**Exercises:**
A: Answer these from the missed-connection post:
(i) Where did the writer have a moment with the clerk?
(ii) On what site did the writer post the ad?
(iii) Which author does the writer name?
B: Write what comes next in the missed-connection post, picking up right after its last sentence.

**Selected text:**
---

NTKOG #89: The kind of hopeless, anonymous romantic who meets a man at random and — after losing him in the crowd — throws a (metaphorical) message in a bottle to catch him again.
I am: in the habit of falling in love with half a dozen men a day.
I am not: so short of great lost loves that I need to dig them back up on the internet, it stands to reason.
The Scene: The Brookline Booksmith (aka: Brookline’s literary Disneyland), shortly after moving here. I had a moment with the clerk after purchasing a book from the bargain table and — thuTHUD, is the sound of TKOG falling in love. For months, I would get all dolled up before browsing the bsmith, in hopes of meeting him, but alas, I never saw him again.
Enter Craigslist Missed Connections. Because surely a dude who reads George Saunders can read a measly little personals ad, right? Attached, verbatim, is the ad I posted last Thursday:
Bookline Booksmith former employee with taste for postmodern lit – w4m – 23 (Brookline)
You: hulked-out Korean (I think) former Brookline Booksmith employee with badass tattoos and a taste for postmodern literature.

---

Pointing and labeling entries:

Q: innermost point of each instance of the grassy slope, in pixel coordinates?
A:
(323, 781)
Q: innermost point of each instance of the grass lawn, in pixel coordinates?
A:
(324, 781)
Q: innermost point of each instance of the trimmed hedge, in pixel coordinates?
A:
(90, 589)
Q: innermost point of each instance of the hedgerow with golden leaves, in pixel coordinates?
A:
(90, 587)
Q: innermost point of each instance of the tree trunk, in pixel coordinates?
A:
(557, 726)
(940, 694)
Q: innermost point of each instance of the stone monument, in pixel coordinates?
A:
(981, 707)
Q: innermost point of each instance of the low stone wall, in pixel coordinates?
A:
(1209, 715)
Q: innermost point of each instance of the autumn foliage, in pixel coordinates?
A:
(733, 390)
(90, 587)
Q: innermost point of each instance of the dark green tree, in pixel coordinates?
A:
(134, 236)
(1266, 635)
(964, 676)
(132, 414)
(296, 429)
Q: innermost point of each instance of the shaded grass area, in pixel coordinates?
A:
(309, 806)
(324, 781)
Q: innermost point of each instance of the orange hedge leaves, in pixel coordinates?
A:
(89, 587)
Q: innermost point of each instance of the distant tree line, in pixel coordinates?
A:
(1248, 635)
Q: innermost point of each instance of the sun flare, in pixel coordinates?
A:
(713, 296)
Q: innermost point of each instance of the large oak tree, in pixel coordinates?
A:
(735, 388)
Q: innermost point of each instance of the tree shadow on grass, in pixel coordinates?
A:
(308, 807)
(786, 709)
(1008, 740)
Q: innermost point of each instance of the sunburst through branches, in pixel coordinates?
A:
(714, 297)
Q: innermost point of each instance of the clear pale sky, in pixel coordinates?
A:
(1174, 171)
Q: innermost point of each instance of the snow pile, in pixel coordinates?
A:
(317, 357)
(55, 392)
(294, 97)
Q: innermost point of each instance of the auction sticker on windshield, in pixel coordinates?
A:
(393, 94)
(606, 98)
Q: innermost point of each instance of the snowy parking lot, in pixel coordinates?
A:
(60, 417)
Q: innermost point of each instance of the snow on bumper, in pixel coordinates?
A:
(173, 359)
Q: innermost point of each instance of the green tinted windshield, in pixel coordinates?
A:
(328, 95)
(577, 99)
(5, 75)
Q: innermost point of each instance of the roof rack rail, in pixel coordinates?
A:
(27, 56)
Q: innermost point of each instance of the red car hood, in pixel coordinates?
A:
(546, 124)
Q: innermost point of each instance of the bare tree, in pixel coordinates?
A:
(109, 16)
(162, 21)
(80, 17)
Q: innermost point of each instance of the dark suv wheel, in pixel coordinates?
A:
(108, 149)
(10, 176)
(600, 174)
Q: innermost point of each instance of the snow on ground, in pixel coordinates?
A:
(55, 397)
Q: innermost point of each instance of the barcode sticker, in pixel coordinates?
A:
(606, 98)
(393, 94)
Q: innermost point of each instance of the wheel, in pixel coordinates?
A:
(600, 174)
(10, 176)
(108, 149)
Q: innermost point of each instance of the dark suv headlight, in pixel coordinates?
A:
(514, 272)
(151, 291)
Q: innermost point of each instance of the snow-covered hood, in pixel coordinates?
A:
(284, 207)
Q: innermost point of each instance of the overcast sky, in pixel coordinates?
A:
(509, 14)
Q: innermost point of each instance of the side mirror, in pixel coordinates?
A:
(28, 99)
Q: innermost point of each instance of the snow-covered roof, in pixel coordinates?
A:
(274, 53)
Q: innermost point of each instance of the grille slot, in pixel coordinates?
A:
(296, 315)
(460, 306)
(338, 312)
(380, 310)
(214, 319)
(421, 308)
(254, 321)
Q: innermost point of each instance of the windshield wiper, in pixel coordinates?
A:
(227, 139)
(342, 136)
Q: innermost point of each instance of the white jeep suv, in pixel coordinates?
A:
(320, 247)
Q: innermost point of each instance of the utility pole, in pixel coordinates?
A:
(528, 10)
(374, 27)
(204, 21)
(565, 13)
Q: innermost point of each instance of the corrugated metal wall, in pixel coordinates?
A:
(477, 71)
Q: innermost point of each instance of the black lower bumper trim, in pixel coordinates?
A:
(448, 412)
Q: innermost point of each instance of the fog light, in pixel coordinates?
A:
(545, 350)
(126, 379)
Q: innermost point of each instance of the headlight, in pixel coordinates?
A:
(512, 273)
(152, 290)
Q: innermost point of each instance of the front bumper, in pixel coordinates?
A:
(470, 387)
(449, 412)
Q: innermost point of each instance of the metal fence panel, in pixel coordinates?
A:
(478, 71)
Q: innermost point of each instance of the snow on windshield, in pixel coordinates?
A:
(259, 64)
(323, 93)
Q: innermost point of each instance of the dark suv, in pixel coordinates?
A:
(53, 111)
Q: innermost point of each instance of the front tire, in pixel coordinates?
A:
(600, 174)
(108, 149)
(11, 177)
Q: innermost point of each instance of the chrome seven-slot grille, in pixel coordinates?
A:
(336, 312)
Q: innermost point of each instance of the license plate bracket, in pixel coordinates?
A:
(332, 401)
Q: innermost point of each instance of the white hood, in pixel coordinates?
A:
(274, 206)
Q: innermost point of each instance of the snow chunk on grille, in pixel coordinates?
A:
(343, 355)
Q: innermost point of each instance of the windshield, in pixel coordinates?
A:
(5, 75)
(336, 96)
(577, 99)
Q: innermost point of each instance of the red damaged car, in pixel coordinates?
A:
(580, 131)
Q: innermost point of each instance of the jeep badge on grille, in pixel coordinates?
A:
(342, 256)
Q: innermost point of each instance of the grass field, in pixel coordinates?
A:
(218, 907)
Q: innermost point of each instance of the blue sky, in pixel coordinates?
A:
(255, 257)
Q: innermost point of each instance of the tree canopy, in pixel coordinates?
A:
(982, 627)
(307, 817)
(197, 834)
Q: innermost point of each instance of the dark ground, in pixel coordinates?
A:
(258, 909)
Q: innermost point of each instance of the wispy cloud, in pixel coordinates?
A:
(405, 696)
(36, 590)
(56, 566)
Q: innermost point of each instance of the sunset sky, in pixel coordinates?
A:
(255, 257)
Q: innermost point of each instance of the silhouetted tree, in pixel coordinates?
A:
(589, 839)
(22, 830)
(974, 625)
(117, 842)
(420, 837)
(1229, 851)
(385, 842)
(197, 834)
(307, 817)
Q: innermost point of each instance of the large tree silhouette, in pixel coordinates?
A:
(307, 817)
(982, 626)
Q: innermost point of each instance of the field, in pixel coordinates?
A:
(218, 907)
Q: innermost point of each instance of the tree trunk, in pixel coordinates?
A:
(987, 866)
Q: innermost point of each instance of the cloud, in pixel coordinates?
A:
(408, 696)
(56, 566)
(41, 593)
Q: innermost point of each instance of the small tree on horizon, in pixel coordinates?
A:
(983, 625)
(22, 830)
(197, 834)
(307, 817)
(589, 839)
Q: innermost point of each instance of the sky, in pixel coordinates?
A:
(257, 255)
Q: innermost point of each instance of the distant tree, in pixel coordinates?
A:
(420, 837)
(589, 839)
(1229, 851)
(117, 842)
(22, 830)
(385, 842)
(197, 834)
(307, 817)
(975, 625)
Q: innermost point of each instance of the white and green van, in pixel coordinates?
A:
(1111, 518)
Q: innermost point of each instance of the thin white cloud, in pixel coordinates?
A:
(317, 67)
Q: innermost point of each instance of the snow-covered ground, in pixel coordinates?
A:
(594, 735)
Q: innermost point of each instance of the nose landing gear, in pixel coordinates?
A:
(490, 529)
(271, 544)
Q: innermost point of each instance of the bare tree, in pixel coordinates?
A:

---

**Answers provided:**
A:
(i) At the Brookline Booksmith, after buying a book from the bargain table.
(ii) Craigslist Missed Connections.
(iii) George Saunders.

B:
I: came in sometime in September. Fast-talking brunette with black plastic-rimmed Weezer glasses.
We: bonded over a mutual love for George Saunders when I bought a copy of “In Persuasion Nation” off the bargain table.
You: asked if I had read any Barthelme.
I: am reading “60 Stories” as we speak.
You: were my imaginary boyfriend until you stopped working there at some point within the past few months.
I: miss having a reason to put on make-up on Saturday mornings.
You: got any more great book recommendations?
Looooove,
Your Former Imaginary Girlfriend (unbeknownst to you)
No word back yet; not even a book recommendation from a stranger. Oh well. That’s the thing about messages in bottles, I guess: sometimes they’re washed away forever, sometimes they’re found by someone else entirely. Almost never are they discovered by the person you intended.
The Verdict: I still totally support this one. In retrospect, I’m not sure why I was nervous about posting a Missed Connection in the first place — aside from the fact that when I see a guy I like, I tend to do something about it. But next time I miss my chance with someone, I would completely try this again, because what’s the worst that could happen?
Actually, the worst that could happen is that Booksmith Guy could email me back: ”You, TKOG, like so many other George Saunders-loving brunettes, have been driven to the brink of madness by my pomo literary tastes and badass tattoos. Based on your prose style, might I recommend The Da Vinci Code?”
Man. That would be horrible. Please don’t do that, Bookstore Guy! Otherwise, I’m down with Missed Connections.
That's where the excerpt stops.